* **Prompt a**
For the passage below about yearly goals and pregnancy, decide whether each statement agrees with it: (i) The writer makes specific new year's resolutions every year. (ii) The writer is beginning the 40th week of pregnancy. (iii) "The Year of Pulling Myself Together" came in the writer's early 20s. Answer yes or no for each and quote the words of the passage that decide it.
* * *
I’m not big into new year’s resolutions, but every year I usually have some kind of vague goal.  There has been “The Year of Fitness.”  More than a few times, I’ve celebrated “The Year of the Dollar.”  In my later 20s was “The Year of Pulling Myself Together.”  Perhaps if I got a little more specific, I’d get more done, but that’s neither here nor there.  2012, I’m sure you’re wondering, seems to have been “The Year of Decline.”

Did you think it was going to be “The Year of Miracles” or “The Year of Very Small Clothing” or something like that?  Well, I’m not quite to “miracle” just yet (sorry, Mom), and I’ve definitely got lots of socks that I could wear on my thumbs…

Yeah, apparently “thumb socks” is a thing… for people who need more to do?

My theory, as I begin this 40th week of pregnancy, is that it’s a lot like dying.  Not young, tragic death, but the kind that takes years.  It all starts (if you’re me) with some pretty solid mixed feelings, much like I imagine a 95th birthday might.  I mean, it’s great that you made it so far, but there’s no way things will be going uphill from here.  Miracle of life.  Life sentence.  Mixed feelings.
* * *
* **Prompt b**
Rewrite every line of the entries below with "hooded winter jacket" swapped for "wool scarf" and nothing else changed, leaving the pictures out.

Entries drawn from a collection
* * *
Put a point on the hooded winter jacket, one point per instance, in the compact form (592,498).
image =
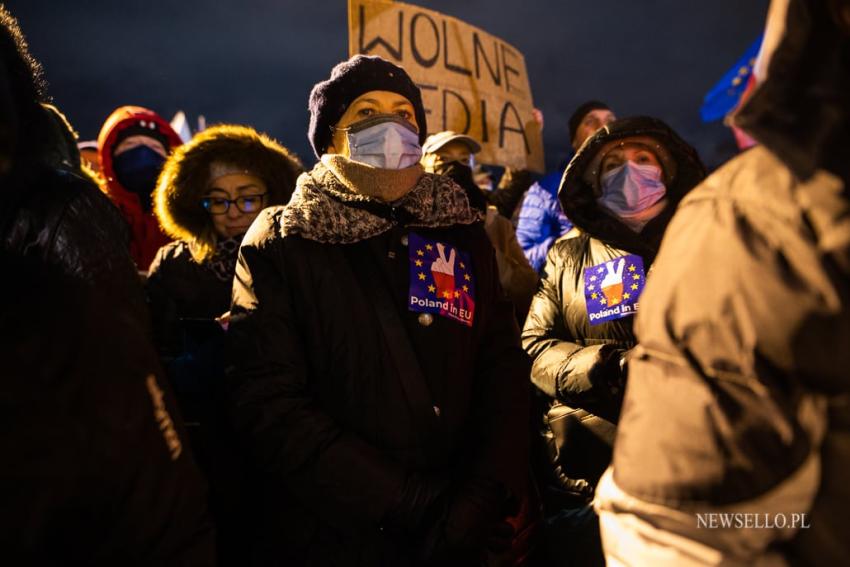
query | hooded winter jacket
(180,285)
(145,235)
(318,391)
(580,321)
(738,395)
* * *
* **Worked answer a**
(i) No: "I’m not big into new year’s resolutions, but every year I usually have some kind of vague goal."
(ii) Yes: "as I begin this 40th week of pregnancy"
(iii) No: "In my later 20s was “The Year of Pulling Myself Together.”"

* **Worked answer b**
Put a point on the wool scarf, one point per instance, in the compact form (592,498).
image =
query | wool scarf
(180,285)
(145,235)
(318,391)
(580,321)
(738,395)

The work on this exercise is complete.